(Entries drawn from a collection)
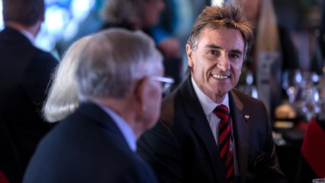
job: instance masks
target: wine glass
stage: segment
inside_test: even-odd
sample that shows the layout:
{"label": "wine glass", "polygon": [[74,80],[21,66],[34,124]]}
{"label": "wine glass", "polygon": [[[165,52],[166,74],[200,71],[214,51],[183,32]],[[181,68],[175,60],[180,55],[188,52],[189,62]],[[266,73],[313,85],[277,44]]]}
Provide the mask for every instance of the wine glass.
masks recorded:
{"label": "wine glass", "polygon": [[282,74],[282,88],[286,90],[290,104],[294,102],[299,87],[302,81],[302,76],[299,70],[288,70]]}

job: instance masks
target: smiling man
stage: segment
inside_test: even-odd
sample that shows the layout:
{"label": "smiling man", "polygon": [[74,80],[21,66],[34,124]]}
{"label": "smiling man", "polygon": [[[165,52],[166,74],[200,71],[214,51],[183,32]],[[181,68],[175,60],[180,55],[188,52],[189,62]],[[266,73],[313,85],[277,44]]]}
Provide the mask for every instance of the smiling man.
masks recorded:
{"label": "smiling man", "polygon": [[253,42],[238,6],[208,6],[196,19],[186,46],[188,77],[138,142],[160,182],[287,182],[265,106],[234,88]]}

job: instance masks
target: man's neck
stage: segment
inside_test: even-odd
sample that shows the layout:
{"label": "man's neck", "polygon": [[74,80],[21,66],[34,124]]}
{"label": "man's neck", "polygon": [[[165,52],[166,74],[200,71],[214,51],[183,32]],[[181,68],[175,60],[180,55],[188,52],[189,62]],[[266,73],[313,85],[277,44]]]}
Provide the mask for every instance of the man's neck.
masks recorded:
{"label": "man's neck", "polygon": [[92,98],[92,100],[113,110],[130,126],[136,138],[140,138],[143,130],[138,126],[136,120],[136,112],[130,108],[132,105],[127,100],[102,98]]}

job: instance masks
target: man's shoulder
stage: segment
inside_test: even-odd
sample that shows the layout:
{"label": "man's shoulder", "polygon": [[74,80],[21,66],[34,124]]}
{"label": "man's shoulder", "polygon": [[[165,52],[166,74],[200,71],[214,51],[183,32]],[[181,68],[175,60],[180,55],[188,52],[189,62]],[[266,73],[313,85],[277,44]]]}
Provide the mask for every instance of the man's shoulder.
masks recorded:
{"label": "man's shoulder", "polygon": [[160,120],[165,122],[171,122],[175,114],[175,110],[181,108],[182,105],[180,89],[178,88],[162,99]]}

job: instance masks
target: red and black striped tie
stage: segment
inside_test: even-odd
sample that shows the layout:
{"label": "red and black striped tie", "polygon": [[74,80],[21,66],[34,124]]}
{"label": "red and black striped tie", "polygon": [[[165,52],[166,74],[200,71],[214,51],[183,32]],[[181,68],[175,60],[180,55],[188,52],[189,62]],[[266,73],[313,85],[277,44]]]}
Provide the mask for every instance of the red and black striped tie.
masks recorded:
{"label": "red and black striped tie", "polygon": [[231,126],[232,117],[229,114],[228,108],[223,104],[218,106],[214,110],[214,114],[220,118],[219,124],[219,150],[220,157],[226,170],[227,182],[234,182],[234,138]]}

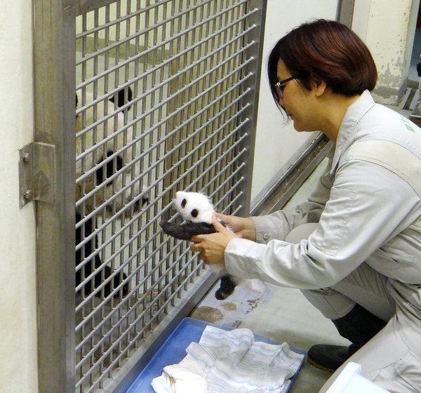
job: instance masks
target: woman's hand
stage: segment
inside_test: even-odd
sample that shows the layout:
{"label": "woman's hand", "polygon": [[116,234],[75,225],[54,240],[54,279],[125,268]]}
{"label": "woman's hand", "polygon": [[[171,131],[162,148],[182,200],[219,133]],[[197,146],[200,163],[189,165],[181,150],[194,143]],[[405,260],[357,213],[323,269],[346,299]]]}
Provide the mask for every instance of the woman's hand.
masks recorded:
{"label": "woman's hand", "polygon": [[253,241],[256,241],[256,229],[251,218],[226,215],[220,213],[216,213],[216,217],[224,221],[234,231],[237,237]]}
{"label": "woman's hand", "polygon": [[[221,218],[223,219],[224,217],[229,218],[229,216],[223,216]],[[194,252],[199,253],[199,258],[203,260],[205,263],[209,265],[224,263],[225,248],[228,244],[235,238],[235,236],[216,218],[214,218],[213,224],[216,229],[216,233],[194,236],[192,241],[194,244],[190,246],[190,249]],[[232,229],[234,230],[234,228]]]}

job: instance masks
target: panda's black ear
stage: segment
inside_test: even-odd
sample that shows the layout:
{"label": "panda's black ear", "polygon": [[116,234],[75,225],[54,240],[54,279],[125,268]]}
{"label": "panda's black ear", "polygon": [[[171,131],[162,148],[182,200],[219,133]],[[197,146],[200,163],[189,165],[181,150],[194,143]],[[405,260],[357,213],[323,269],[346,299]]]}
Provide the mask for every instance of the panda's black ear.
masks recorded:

| WHAT IS NEEDED |
Return every line in the entries above that contains the string "panda".

| WRITTEN RESPONSE |
target: panda's black ear
{"label": "panda's black ear", "polygon": [[116,234],[75,225],[54,240],[54,279],[125,268]]}
{"label": "panda's black ear", "polygon": [[[171,131],[162,148],[182,200],[219,133]],[[197,146],[200,163],[189,165],[181,150],[194,143]],[[405,260],[357,213],[323,269],[346,299]]]}
Provide the mask for every instance of the panda's black ear.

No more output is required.